Requirement: Transcribe the data exactly, pictures excluded.

Referring expression pointing data
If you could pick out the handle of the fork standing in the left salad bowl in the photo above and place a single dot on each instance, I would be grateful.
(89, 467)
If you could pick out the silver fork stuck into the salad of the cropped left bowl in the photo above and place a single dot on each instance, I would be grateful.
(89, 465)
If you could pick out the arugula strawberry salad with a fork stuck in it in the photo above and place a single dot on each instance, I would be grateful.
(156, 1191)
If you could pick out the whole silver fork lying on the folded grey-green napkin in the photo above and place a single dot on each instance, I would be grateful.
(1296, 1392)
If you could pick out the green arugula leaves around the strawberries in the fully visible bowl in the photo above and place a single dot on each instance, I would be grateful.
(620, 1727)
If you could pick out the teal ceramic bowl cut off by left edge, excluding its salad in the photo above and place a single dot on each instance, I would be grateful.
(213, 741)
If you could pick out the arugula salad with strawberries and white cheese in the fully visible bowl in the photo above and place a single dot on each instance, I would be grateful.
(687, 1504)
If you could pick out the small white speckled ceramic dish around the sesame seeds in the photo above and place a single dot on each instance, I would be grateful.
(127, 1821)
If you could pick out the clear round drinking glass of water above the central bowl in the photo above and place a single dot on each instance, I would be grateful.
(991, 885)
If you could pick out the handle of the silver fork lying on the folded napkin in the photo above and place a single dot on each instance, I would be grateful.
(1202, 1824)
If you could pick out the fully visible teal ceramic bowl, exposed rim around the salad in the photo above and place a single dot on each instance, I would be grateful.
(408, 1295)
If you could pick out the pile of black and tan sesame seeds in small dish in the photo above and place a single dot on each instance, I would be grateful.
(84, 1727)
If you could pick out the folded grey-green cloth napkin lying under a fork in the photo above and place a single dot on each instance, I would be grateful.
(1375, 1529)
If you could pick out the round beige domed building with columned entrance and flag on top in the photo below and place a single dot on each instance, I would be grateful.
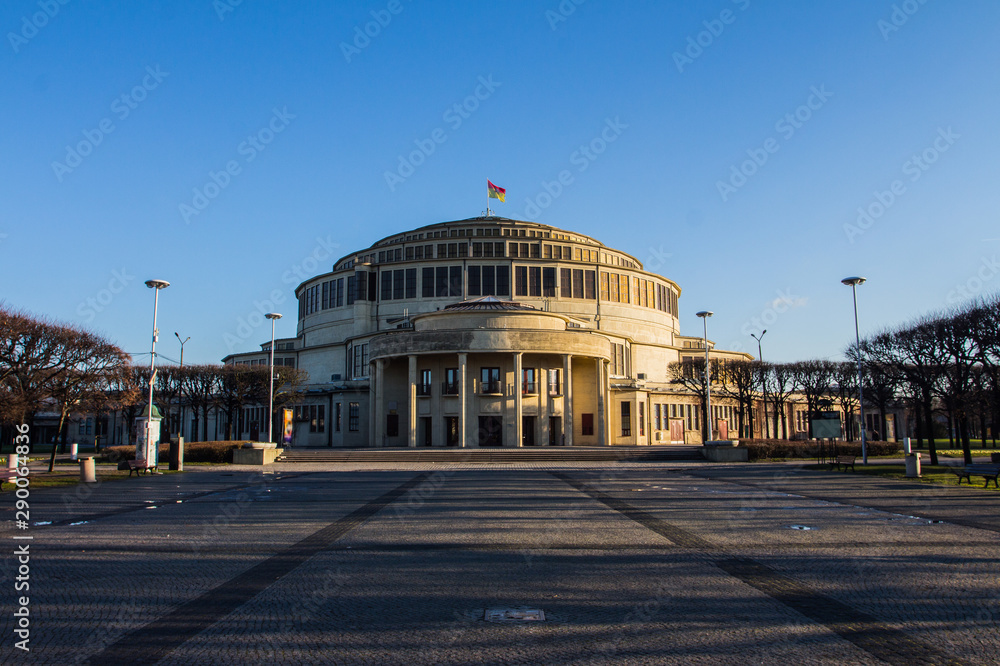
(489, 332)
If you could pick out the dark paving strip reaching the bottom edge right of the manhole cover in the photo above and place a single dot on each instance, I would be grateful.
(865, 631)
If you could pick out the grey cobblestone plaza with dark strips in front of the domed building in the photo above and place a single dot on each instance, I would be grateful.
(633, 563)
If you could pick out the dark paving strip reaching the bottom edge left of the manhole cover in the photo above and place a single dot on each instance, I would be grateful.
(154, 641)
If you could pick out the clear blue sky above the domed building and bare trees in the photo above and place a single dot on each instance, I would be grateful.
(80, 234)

Task solution:
If you could pick out the handle of the fork standing in the left salad bowl in the photo above and place a single dot on each instance, I would be grateful.
(89, 467)
If you could pick out the silver fork stuck into the salad of the cropped left bowl in the photo above and place a single dot on each instance, I would be grateful.
(89, 465)
If you could pick out the arugula strawberry salad with a fork stuck in it in the photo above and place a single dot on each instance, I would be grateful.
(156, 1191)
If you could pick out the whole silver fork lying on the folded grey-green napkin in the photo above and place a single dot on each instance, I would be grateful.
(1296, 1392)
If you could pick out the green arugula leaves around the strawberries in the fully visible bowl in the photo above and place a single dot on each instance, I would be grateful.
(620, 1727)
If you could pick out the teal ceramic bowl cut off by left edge, excluding its salad in the photo above and place a single dot on each instance, I would be grateful.
(213, 741)
If you could pick out the arugula salad with strawberries and white cheese in the fully visible bowl in the photo above and place a single dot on each instance, I would be grateful.
(687, 1504)
If you could pick out the small white speckled ceramic dish around the sesame seeds in the photo above and place a single dot on each instance, I would be grateful.
(127, 1821)
If you could pick out the clear round drinking glass of water above the central bowl in the photo above and place a single dot on each instance, I would be grateful.
(991, 885)
If you could pick out the handle of the silver fork lying on the folded napkin in the photo above and place a single dot on each instance, I would be grateful.
(1202, 1824)
If you could pick out the fully visible teal ceramic bowl, exposed rim around the salad in the photo above and place a single dot on each instance, I would be grateful.
(408, 1295)
If you could pick out the pile of black and tan sesame seeds in small dish in the photo above and place a single dot on each instance, I would be grateful.
(84, 1727)
If you could pick out the folded grey-green cloth napkin lying under a fork in the photo above and place a single dot on each instance, I would be grateful.
(1375, 1529)
If you could pick out the round beige domed building with columned entrance and flag on top in the photo below and place a single dot on each instance, I would be grateful.
(489, 332)
If you could pick out the dark paving strip reaching the bottom edge right of the manhole cover in the photo above and place a single dot on each instance, I would be grateful.
(865, 631)
If you could pick out the grey cobblestone plaza with dark strips in front of the domed building in the photo above and place a single dot on each instance, I would be grateful.
(633, 563)
If you could pick out the dark paving strip reaching the bottom edge left of the manhole cover in the photo above and place a single dot on each instance, I would be grateful.
(154, 641)
If you could pick out the clear blue sky above the domed building and bare trees in the photo above and place a single dot on each instance, I would be grateful.
(80, 234)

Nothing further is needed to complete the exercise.